- REQUIRED WORK -
Rewrite every line of the entries below, requests included, and shift each number in the answers up by 133. This applies to both the viewBox values and the path coordinates.

- Entries taken from a collection -
--*--
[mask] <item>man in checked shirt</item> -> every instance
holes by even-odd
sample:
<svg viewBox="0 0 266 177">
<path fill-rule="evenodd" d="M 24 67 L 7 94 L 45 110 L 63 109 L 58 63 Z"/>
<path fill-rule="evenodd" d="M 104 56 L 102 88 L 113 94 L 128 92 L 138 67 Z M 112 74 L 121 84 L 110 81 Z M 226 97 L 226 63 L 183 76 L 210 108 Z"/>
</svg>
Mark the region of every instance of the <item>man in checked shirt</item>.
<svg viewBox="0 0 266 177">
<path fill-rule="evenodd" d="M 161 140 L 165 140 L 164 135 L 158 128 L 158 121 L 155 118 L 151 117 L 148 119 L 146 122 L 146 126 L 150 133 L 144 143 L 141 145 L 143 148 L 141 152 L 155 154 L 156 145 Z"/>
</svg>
--*--
- WORKED SOLUTION -
[mask] <item>man in checked shirt</item> -> every instance
holes by even-odd
sample:
<svg viewBox="0 0 266 177">
<path fill-rule="evenodd" d="M 24 67 L 7 94 L 45 110 L 63 109 L 58 63 Z"/>
<path fill-rule="evenodd" d="M 104 56 L 102 88 L 113 94 L 128 92 L 138 67 Z M 112 74 L 121 84 L 110 81 Z M 226 97 L 226 63 L 183 76 L 210 108 Z"/>
</svg>
Mark the region of every instance of the <item>man in checked shirt</item>.
<svg viewBox="133 133 399 310">
<path fill-rule="evenodd" d="M 294 273 L 298 273 L 297 268 L 291 261 L 291 254 L 288 251 L 284 250 L 281 252 L 279 255 L 279 259 L 283 266 L 277 276 L 274 278 L 276 281 L 274 285 L 288 287 L 289 278 Z"/>
</svg>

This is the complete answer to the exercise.